(Coordinate annotation entries)
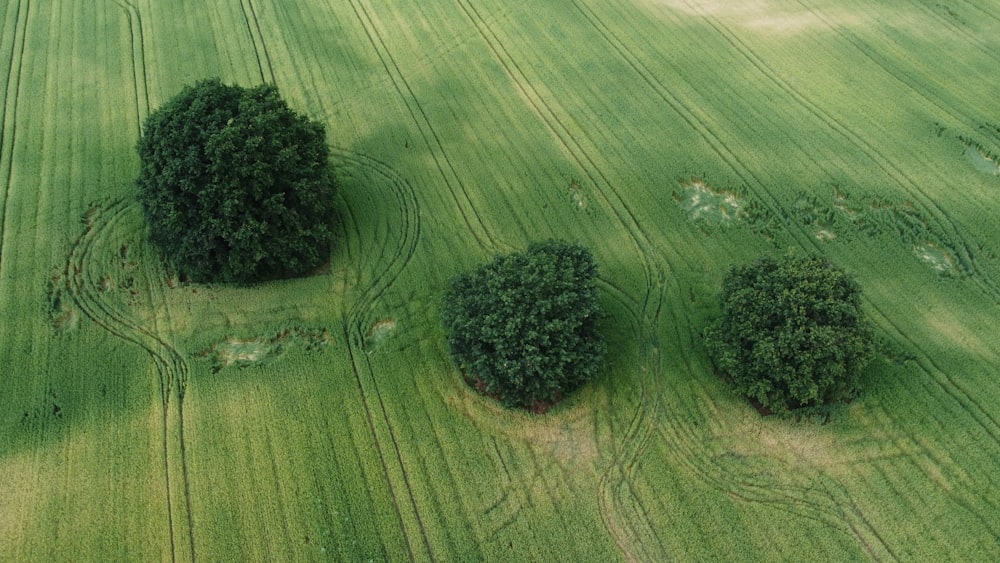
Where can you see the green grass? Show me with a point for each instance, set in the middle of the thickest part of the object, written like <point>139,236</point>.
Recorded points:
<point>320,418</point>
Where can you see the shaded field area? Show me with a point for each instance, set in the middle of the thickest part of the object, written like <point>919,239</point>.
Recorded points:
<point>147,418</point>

• [Exercise details]: Pull out every line of the data above and reproduce it verbatim, leaving out the pictures.

• [Solution for this problem]:
Where can you see the green grass? Show me with a point for each instance, set in the middle of the thickest part of the object, written like <point>139,236</point>.
Recorded points:
<point>320,418</point>
Where can you see the shaded field area? Show me with a point for each instance, set in the middle of the thickest part of the object, written like <point>919,239</point>.
Recorded points:
<point>147,418</point>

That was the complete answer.